* Material shown:
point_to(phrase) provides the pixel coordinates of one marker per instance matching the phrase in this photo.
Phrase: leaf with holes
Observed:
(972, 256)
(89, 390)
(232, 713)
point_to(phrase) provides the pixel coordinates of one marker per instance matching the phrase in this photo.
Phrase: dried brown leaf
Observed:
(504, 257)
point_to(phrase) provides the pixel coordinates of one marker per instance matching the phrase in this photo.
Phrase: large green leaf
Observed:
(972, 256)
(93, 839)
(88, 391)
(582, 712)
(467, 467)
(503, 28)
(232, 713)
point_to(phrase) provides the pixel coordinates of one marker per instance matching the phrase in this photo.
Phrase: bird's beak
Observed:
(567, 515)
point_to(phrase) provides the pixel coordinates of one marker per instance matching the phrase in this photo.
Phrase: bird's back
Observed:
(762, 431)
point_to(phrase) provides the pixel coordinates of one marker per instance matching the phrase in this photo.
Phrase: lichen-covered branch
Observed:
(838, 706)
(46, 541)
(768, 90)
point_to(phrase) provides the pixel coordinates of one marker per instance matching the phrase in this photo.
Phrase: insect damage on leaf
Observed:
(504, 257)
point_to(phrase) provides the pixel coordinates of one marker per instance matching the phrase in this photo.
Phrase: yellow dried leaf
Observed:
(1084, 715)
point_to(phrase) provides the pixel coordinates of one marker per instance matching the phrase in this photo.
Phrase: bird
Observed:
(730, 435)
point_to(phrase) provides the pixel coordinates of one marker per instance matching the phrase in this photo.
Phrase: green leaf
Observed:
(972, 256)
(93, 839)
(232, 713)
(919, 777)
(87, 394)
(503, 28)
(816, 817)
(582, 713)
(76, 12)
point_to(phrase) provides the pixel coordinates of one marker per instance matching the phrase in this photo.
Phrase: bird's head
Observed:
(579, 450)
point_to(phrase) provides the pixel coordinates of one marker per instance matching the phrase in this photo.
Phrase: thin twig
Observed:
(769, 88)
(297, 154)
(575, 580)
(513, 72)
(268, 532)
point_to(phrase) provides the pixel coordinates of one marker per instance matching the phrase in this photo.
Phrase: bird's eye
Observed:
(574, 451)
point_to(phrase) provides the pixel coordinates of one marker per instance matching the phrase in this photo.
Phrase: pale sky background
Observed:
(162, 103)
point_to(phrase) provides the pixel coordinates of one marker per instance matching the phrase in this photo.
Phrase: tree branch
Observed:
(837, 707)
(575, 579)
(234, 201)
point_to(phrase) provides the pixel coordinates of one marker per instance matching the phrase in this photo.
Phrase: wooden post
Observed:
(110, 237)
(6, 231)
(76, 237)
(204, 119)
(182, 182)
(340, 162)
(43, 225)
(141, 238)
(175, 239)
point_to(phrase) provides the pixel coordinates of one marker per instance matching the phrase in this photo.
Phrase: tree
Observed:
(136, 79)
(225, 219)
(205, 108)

* About this exercise: Using the entries, count how many lines contain the string "bird". Write only the number.

* Task response: 5